### What you should do
Each record below needs to be copied out exactly as it stands.

### The data
※ ※ ※
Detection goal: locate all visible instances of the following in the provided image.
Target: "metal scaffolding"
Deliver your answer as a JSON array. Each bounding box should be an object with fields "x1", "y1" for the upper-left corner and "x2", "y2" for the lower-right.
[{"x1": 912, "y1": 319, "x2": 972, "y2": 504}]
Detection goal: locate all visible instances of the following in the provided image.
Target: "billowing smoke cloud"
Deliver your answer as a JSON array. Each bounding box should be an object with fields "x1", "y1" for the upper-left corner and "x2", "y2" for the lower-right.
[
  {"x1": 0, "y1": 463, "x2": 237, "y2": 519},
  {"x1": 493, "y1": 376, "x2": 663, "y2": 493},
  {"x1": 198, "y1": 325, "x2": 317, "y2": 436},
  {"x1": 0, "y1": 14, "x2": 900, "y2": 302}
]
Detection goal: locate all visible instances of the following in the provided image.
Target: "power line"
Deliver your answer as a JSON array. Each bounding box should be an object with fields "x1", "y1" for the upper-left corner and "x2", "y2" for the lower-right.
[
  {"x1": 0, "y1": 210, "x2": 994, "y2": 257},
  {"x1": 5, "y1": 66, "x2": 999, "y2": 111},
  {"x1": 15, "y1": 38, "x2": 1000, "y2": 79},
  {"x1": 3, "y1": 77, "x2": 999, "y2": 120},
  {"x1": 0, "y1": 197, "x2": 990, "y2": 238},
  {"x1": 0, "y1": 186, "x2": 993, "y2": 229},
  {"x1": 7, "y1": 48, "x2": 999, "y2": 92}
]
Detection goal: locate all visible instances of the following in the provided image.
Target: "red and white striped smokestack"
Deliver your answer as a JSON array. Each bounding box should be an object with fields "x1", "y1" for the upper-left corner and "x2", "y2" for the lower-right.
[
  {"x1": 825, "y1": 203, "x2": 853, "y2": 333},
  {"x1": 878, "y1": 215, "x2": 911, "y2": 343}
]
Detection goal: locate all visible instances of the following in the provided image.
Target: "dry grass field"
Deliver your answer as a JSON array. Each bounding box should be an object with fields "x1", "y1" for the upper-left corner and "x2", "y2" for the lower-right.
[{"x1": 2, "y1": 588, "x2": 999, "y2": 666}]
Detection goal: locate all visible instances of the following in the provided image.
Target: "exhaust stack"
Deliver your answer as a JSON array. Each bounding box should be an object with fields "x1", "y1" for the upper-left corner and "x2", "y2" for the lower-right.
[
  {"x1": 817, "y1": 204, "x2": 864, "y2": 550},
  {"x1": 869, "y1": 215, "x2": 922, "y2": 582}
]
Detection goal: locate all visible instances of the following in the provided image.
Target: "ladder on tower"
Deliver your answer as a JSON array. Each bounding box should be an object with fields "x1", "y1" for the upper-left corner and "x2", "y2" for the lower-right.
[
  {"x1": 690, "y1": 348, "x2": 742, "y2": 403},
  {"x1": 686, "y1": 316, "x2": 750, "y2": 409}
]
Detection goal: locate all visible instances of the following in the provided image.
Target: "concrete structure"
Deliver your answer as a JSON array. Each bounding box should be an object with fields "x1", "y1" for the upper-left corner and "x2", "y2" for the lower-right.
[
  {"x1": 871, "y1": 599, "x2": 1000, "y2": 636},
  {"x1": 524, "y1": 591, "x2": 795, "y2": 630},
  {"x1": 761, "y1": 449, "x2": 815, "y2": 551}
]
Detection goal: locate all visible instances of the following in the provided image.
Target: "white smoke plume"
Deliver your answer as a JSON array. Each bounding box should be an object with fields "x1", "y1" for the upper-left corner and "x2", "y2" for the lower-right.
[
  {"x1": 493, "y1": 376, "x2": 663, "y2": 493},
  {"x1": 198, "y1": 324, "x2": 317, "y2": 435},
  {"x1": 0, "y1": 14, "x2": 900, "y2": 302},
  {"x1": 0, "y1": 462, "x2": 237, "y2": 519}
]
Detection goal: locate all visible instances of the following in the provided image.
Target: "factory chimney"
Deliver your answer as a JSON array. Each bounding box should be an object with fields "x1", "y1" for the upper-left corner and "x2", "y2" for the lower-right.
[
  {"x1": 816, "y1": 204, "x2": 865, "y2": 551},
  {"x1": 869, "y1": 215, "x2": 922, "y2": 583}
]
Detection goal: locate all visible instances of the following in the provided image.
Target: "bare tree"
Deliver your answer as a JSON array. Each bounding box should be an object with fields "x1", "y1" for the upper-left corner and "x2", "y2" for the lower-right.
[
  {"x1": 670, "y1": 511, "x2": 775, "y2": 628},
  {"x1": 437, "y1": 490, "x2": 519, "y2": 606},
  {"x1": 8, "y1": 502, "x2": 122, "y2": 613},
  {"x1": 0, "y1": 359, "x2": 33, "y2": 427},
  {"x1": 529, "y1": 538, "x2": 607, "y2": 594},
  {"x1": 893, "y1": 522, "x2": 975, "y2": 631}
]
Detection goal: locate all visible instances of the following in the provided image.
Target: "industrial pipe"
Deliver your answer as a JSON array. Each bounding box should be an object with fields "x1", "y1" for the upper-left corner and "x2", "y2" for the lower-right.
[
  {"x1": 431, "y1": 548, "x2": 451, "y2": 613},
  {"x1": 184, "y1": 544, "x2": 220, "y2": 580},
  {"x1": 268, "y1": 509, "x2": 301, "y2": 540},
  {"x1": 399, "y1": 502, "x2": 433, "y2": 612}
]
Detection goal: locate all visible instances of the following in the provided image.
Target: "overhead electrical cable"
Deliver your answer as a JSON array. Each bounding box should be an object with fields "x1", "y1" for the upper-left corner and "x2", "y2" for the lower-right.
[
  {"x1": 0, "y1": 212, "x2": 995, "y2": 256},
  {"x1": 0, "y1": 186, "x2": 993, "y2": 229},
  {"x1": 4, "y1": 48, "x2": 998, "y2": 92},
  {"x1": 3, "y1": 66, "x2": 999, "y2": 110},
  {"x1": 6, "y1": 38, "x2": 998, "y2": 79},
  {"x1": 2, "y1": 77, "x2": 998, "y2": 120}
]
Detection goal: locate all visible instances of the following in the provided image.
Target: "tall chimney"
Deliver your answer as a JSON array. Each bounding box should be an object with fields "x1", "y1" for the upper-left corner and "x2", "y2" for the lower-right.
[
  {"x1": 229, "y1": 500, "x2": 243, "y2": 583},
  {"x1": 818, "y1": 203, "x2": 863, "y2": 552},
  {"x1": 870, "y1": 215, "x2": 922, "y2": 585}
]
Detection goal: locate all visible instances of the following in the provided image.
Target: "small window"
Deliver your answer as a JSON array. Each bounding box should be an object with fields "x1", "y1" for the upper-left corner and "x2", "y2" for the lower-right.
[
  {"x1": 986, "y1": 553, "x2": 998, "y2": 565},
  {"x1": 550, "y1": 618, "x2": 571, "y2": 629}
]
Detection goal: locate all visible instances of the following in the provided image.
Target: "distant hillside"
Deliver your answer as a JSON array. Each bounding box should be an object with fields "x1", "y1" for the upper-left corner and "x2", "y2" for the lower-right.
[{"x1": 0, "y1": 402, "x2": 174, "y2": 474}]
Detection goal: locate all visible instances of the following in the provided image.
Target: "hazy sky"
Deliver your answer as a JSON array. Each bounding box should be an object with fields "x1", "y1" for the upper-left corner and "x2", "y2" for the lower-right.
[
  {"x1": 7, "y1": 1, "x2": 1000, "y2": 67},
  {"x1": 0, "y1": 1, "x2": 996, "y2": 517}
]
※ ※ ※
### Response
Detection goal: locate all visible instances of the following in the provided image.
Target: "metal scaffolding"
Deliver your answer as a JSON array. Each bounding box should be an object with fields "x1", "y1" for the upper-left corner and "x2", "y2" for the lower-right.
[{"x1": 912, "y1": 319, "x2": 972, "y2": 504}]
Detection goal: locate all visible instances of the following in the provided image.
Target: "billowing smoke cloud"
Deliver your answer as a JSON array. Each bounding box should be an object with fields "x1", "y1" for the upper-left corner and "x2", "y2" for the lower-right.
[
  {"x1": 0, "y1": 463, "x2": 237, "y2": 519},
  {"x1": 493, "y1": 376, "x2": 663, "y2": 493},
  {"x1": 198, "y1": 325, "x2": 317, "y2": 436},
  {"x1": 0, "y1": 14, "x2": 900, "y2": 302}
]
Detection goal: locate all visible instances of the following in the provided image.
Target: "power line"
Deliver your answer as a JSON array. Each bounding box should be an object with fields "x1", "y1" for the upper-left corner and "x2", "y2" for the lower-right.
[
  {"x1": 0, "y1": 210, "x2": 994, "y2": 257},
  {"x1": 5, "y1": 66, "x2": 999, "y2": 111},
  {"x1": 15, "y1": 38, "x2": 1000, "y2": 79},
  {"x1": 3, "y1": 77, "x2": 999, "y2": 120},
  {"x1": 0, "y1": 197, "x2": 990, "y2": 238},
  {"x1": 0, "y1": 186, "x2": 993, "y2": 229},
  {"x1": 7, "y1": 48, "x2": 999, "y2": 92}
]
Detection goal: locate all visible instances of the following in the provided image.
Target: "red and white striped smokestack"
Deliver your answer as a JSON array. Each bounding box should be an object with fields "x1", "y1" for the upper-left corner and "x2", "y2" for the lower-right.
[
  {"x1": 825, "y1": 203, "x2": 853, "y2": 333},
  {"x1": 878, "y1": 215, "x2": 911, "y2": 343}
]
Detection goal: locate all visible instances of the following in the provided image.
Target: "dry grass field"
Deliver your answer as a JSON array. Each bounding box should be an object with fields "x1", "y1" for the upper-left corner and "x2", "y2" for the lower-right.
[{"x1": 2, "y1": 588, "x2": 999, "y2": 666}]
Detection goal: locate all visible instances of the following in the provided image.
Target: "exhaust stack"
Deliver your answer as a JSON array. Each bounding box should be an object with fields "x1", "y1" for the upper-left corner and "x2", "y2" for the lower-right.
[
  {"x1": 817, "y1": 204, "x2": 864, "y2": 550},
  {"x1": 869, "y1": 215, "x2": 922, "y2": 582}
]
Detection goal: locate all visible instances of the following in the provided image.
Target: "ladder on tower"
Deliver your answer as a JSON array. Each bounding box should be an object with fields "x1", "y1" for the upper-left corner and "x2", "y2" for the lower-right.
[
  {"x1": 690, "y1": 348, "x2": 742, "y2": 403},
  {"x1": 686, "y1": 316, "x2": 750, "y2": 409}
]
Detection goal: locate all visible instances of the following in the provided image.
Target: "concrete structure"
Deliver your answer as a JSON array. Each bounding box should be an object with fields "x1", "y1" for the upper-left corner and "x2", "y2" for the lower-right.
[
  {"x1": 871, "y1": 599, "x2": 1000, "y2": 636},
  {"x1": 524, "y1": 591, "x2": 795, "y2": 630},
  {"x1": 761, "y1": 449, "x2": 815, "y2": 551}
]
Detection goal: locate all visible instances of the following in the provided image.
Target: "white smoke plume"
Deliver your answer as a JSON array. Each bounding box should be an object with fields "x1", "y1" for the upper-left corner and "x2", "y2" for the lower-right.
[
  {"x1": 493, "y1": 376, "x2": 663, "y2": 493},
  {"x1": 198, "y1": 324, "x2": 317, "y2": 435},
  {"x1": 0, "y1": 14, "x2": 900, "y2": 302},
  {"x1": 0, "y1": 462, "x2": 237, "y2": 519}
]
Detection goal: locate all visible instances of the following in the provided image.
Target: "factory chimney"
Deliver your answer as a JSON array. Each bounding box should be an object with fields "x1", "y1" for the upper-left corner and "x2", "y2" for the lower-right.
[
  {"x1": 816, "y1": 204, "x2": 865, "y2": 551},
  {"x1": 869, "y1": 215, "x2": 922, "y2": 583}
]
Detection goal: locate all visible instances of the following in the provided image.
Target: "bare tree"
Deliver your answer as a JSON array. Each bounding box should be an object with fields "x1", "y1" for the upper-left corner and "x2", "y2" for the lower-right.
[
  {"x1": 670, "y1": 511, "x2": 775, "y2": 628},
  {"x1": 437, "y1": 490, "x2": 519, "y2": 606},
  {"x1": 8, "y1": 502, "x2": 122, "y2": 613},
  {"x1": 0, "y1": 359, "x2": 33, "y2": 427},
  {"x1": 529, "y1": 538, "x2": 607, "y2": 594},
  {"x1": 893, "y1": 522, "x2": 975, "y2": 631}
]
Detection goal: locate all visible instances of the following in the provided image.
Target: "industrial pipe"
Deliver your answer as a JSON array. Each bounding box should be an object with fields "x1", "y1" for the upper-left corner and "x2", "y2" for the lower-right.
[
  {"x1": 431, "y1": 548, "x2": 451, "y2": 613},
  {"x1": 184, "y1": 544, "x2": 220, "y2": 580},
  {"x1": 268, "y1": 509, "x2": 301, "y2": 540},
  {"x1": 399, "y1": 502, "x2": 433, "y2": 612}
]
Detection goal: locate all visible instances of the following in the provided image.
Target: "overhead electrical cable"
Deliver your answer as a JSON array. Each bounding box should be an object with fields "x1", "y1" for the upper-left corner and "x2", "y2" for the lower-right.
[
  {"x1": 0, "y1": 212, "x2": 995, "y2": 256},
  {"x1": 0, "y1": 186, "x2": 993, "y2": 229},
  {"x1": 4, "y1": 48, "x2": 998, "y2": 92},
  {"x1": 3, "y1": 66, "x2": 999, "y2": 110},
  {"x1": 6, "y1": 38, "x2": 998, "y2": 79},
  {"x1": 2, "y1": 77, "x2": 998, "y2": 120}
]
Detection goal: locate all visible instances of the following in the provided image.
Target: "tall chimney"
Deliver your answer as a JSON array. Each bounding box should be an object with fields "x1", "y1" for the upper-left corner and "x2", "y2" for the lower-right.
[
  {"x1": 229, "y1": 500, "x2": 243, "y2": 583},
  {"x1": 818, "y1": 203, "x2": 863, "y2": 552},
  {"x1": 870, "y1": 215, "x2": 922, "y2": 585}
]
Detection goal: locate all visible instances of the following in the provided image.
Target: "small window"
Deliver your answer as a JSON array. Each bounding box should be an object with fields "x1", "y1" for the upper-left corner and "x2", "y2" for the lower-right.
[
  {"x1": 986, "y1": 553, "x2": 998, "y2": 565},
  {"x1": 550, "y1": 618, "x2": 571, "y2": 629}
]
Detection goal: locate all visible instances of the following in the provided image.
Target: "distant hillside"
Deliver your answer as a JSON array. Each bounding box should be an object with fields "x1", "y1" for the upper-left corner and "x2", "y2" for the lower-right.
[{"x1": 0, "y1": 402, "x2": 174, "y2": 474}]
Detection goal: locate all visible instances of the following in the provided image.
Target: "hazy sky"
Deliver your answer as a JSON array. Each bounding box should be an object with fields "x1", "y1" for the upper-left corner and "x2", "y2" for the lower-right.
[
  {"x1": 7, "y1": 1, "x2": 1000, "y2": 67},
  {"x1": 0, "y1": 1, "x2": 996, "y2": 517}
]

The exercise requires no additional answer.